## [Try it]
Reproduce only the top of the records, down to and including the line containing "Target: grassy hill".

- Opening Delimiter -

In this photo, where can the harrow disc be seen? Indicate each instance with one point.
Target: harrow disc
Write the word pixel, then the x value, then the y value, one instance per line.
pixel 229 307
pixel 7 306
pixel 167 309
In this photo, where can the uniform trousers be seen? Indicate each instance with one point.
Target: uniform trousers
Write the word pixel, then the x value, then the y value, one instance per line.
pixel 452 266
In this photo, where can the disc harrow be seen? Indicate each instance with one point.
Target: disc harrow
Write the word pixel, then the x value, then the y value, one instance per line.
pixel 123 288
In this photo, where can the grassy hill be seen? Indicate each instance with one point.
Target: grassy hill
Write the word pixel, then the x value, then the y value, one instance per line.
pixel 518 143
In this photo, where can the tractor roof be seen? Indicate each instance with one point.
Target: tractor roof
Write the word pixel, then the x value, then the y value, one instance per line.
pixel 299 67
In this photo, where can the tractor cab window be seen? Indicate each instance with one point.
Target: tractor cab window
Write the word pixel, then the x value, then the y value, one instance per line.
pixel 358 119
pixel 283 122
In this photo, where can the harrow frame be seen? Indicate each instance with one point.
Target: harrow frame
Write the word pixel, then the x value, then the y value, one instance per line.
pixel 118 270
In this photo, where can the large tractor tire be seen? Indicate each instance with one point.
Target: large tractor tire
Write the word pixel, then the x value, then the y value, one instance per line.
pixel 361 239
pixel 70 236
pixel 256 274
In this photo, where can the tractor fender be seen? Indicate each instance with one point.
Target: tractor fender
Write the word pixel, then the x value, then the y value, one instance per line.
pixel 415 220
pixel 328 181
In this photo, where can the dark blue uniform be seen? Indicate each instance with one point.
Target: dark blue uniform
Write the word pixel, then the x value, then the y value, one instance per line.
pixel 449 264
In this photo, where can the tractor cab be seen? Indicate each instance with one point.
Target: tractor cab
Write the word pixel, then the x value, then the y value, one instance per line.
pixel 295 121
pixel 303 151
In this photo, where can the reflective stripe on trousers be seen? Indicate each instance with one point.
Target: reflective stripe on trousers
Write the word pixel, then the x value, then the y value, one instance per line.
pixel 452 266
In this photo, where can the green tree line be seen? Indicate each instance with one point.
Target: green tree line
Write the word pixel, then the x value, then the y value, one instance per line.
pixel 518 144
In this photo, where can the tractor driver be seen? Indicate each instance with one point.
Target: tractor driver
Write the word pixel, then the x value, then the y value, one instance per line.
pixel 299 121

- Closing Delimiter -

## [Task solution]
In this photo, where can the harrow disc be seen? Indicate each instance with one point.
Target: harrow disc
Write the word pixel, then the x value, then the y value, one instance per line.
pixel 229 307
pixel 7 306
pixel 167 309
In this photo, where can the uniform trousers be seen? Indicate each instance with one point.
Target: uniform trousers
Write the word pixel, then the x value, then the y value, one instance per line.
pixel 452 266
In this photo, where can the disc harrow be seen? Indicate each instance with one point.
Target: disc harrow
Write the word pixel, then the x value, then the y value, one instance per line.
pixel 123 288
In this photo, where can the grassy hill be seen? Indicate each instance with one point.
Target: grassy hill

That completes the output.